### What to do
What is needed is a word-for-word restatement of all the entries.
____
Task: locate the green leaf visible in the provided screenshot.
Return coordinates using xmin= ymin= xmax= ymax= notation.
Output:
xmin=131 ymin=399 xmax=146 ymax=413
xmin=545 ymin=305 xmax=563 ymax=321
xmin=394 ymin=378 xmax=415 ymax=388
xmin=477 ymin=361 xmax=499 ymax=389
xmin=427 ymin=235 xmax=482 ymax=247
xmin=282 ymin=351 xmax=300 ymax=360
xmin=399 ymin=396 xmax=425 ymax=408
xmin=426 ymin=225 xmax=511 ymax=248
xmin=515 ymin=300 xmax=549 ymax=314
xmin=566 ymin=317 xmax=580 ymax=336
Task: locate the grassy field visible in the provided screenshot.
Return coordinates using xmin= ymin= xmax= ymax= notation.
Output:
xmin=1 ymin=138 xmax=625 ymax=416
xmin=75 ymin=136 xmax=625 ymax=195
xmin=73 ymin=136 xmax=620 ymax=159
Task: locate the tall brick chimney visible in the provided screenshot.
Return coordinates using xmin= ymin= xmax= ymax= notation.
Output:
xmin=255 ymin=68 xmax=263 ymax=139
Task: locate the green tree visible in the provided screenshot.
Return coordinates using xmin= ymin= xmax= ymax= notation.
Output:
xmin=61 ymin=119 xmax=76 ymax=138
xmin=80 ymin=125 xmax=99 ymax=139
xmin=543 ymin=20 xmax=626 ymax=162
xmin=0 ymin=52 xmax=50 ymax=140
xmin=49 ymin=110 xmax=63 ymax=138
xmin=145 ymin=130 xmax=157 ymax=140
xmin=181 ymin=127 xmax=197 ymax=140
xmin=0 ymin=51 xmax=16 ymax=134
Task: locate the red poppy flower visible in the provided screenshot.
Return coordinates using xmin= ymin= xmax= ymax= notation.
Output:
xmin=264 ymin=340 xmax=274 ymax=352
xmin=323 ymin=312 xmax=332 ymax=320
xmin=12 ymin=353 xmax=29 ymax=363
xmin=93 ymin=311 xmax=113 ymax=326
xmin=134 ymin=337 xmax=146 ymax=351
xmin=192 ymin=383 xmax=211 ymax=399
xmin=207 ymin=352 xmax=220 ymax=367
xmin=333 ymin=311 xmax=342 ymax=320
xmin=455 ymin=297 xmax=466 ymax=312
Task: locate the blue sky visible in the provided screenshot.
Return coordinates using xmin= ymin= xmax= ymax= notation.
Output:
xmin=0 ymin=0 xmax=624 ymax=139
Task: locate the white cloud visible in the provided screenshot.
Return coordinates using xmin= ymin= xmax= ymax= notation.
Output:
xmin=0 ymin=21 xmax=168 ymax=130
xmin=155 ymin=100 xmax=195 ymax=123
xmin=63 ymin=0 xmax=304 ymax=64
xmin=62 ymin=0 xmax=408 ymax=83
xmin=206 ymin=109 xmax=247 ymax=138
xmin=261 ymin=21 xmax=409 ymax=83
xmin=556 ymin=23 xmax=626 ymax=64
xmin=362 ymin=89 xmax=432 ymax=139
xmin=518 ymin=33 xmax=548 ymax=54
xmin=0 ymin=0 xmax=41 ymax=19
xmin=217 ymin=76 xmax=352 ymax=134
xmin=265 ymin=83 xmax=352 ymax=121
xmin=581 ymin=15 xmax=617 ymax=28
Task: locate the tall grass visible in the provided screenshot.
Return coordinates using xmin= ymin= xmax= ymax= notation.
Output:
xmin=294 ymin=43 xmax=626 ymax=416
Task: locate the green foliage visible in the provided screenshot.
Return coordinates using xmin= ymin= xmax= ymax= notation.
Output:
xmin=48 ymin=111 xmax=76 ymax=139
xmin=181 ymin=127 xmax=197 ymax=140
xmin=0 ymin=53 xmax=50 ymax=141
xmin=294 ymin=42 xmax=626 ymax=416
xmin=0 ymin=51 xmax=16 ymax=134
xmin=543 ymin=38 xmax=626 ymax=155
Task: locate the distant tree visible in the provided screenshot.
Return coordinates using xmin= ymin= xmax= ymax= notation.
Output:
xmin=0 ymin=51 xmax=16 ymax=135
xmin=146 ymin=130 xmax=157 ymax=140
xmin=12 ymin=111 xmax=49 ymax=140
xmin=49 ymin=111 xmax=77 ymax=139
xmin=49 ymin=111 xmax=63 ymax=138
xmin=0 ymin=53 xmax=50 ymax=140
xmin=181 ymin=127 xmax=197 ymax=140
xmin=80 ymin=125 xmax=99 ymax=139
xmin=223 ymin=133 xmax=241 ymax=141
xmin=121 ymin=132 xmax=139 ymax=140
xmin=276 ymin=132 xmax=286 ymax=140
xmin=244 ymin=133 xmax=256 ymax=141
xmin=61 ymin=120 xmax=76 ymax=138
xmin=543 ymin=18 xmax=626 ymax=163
____
### Solved problem
Task: locate the green leaf visible in the provided screenshot.
Return coordinates using xmin= ymin= xmax= ymax= notation.
Output:
xmin=131 ymin=399 xmax=146 ymax=413
xmin=545 ymin=305 xmax=563 ymax=321
xmin=394 ymin=378 xmax=415 ymax=388
xmin=477 ymin=361 xmax=499 ymax=389
xmin=427 ymin=235 xmax=482 ymax=247
xmin=282 ymin=351 xmax=300 ymax=360
xmin=399 ymin=396 xmax=425 ymax=408
xmin=426 ymin=225 xmax=511 ymax=248
xmin=515 ymin=300 xmax=549 ymax=314
xmin=566 ymin=317 xmax=580 ymax=336
Task: locate the grassy field visible in the provided screenshot.
Return coordinates using xmin= ymin= xmax= ymax= notation.
Output:
xmin=1 ymin=138 xmax=625 ymax=416
xmin=75 ymin=136 xmax=625 ymax=195
xmin=73 ymin=136 xmax=620 ymax=159
Task: locate the tall brick chimney visible in the provided screenshot.
Return coordinates using xmin= ymin= xmax= ymax= notation.
Output:
xmin=255 ymin=68 xmax=263 ymax=139
Task: locate the green tree visible in the provided screenshot.
Return coordinates using xmin= ymin= xmax= ymax= notation.
Output:
xmin=61 ymin=119 xmax=76 ymax=138
xmin=80 ymin=125 xmax=99 ymax=139
xmin=543 ymin=20 xmax=626 ymax=162
xmin=0 ymin=52 xmax=50 ymax=140
xmin=49 ymin=110 xmax=63 ymax=138
xmin=145 ymin=130 xmax=157 ymax=140
xmin=181 ymin=127 xmax=197 ymax=140
xmin=0 ymin=51 xmax=16 ymax=134
Task: locate the red poppy flower visible in the provided screenshot.
Return coordinates using xmin= ymin= xmax= ymax= notation.
Output:
xmin=264 ymin=340 xmax=274 ymax=352
xmin=323 ymin=312 xmax=332 ymax=320
xmin=12 ymin=353 xmax=29 ymax=363
xmin=93 ymin=311 xmax=113 ymax=326
xmin=134 ymin=337 xmax=146 ymax=351
xmin=192 ymin=383 xmax=211 ymax=399
xmin=207 ymin=352 xmax=220 ymax=367
xmin=333 ymin=311 xmax=342 ymax=320
xmin=455 ymin=297 xmax=466 ymax=312
Task: locate the blue sky visible in the provided screenshot.
Return coordinates using xmin= ymin= xmax= ymax= notation.
Output:
xmin=0 ymin=0 xmax=624 ymax=139
Task: locate the white cloud visible in the provided screenshot.
Return coordinates using xmin= ymin= xmax= ymax= notation.
Output:
xmin=0 ymin=21 xmax=168 ymax=130
xmin=155 ymin=100 xmax=195 ymax=123
xmin=63 ymin=0 xmax=304 ymax=64
xmin=62 ymin=0 xmax=408 ymax=83
xmin=206 ymin=109 xmax=247 ymax=138
xmin=261 ymin=21 xmax=409 ymax=83
xmin=556 ymin=23 xmax=626 ymax=64
xmin=362 ymin=89 xmax=432 ymax=139
xmin=518 ymin=33 xmax=548 ymax=54
xmin=0 ymin=0 xmax=41 ymax=19
xmin=217 ymin=76 xmax=352 ymax=134
xmin=265 ymin=83 xmax=352 ymax=121
xmin=581 ymin=15 xmax=617 ymax=28
Task: locate the tall grass visible in the provided screenshot.
Return coordinates using xmin= ymin= xmax= ymax= notation.
Output:
xmin=294 ymin=43 xmax=626 ymax=416
Task: locate the green foliage visible in the provided screenshot.
Return coordinates using xmin= ymin= xmax= ymax= notation.
Output:
xmin=48 ymin=111 xmax=76 ymax=139
xmin=181 ymin=127 xmax=197 ymax=140
xmin=0 ymin=53 xmax=50 ymax=141
xmin=294 ymin=42 xmax=626 ymax=416
xmin=0 ymin=51 xmax=16 ymax=134
xmin=543 ymin=38 xmax=626 ymax=155
Task: locate the distant tree visible in the provided screenshot.
Return coordinates using xmin= ymin= xmax= ymax= notation.
Output:
xmin=0 ymin=51 xmax=16 ymax=135
xmin=146 ymin=130 xmax=157 ymax=140
xmin=12 ymin=111 xmax=49 ymax=140
xmin=49 ymin=111 xmax=77 ymax=139
xmin=49 ymin=111 xmax=63 ymax=138
xmin=0 ymin=53 xmax=50 ymax=140
xmin=181 ymin=127 xmax=197 ymax=140
xmin=80 ymin=125 xmax=99 ymax=139
xmin=223 ymin=133 xmax=241 ymax=141
xmin=121 ymin=132 xmax=139 ymax=140
xmin=276 ymin=132 xmax=286 ymax=140
xmin=244 ymin=133 xmax=256 ymax=141
xmin=61 ymin=120 xmax=76 ymax=138
xmin=543 ymin=18 xmax=626 ymax=163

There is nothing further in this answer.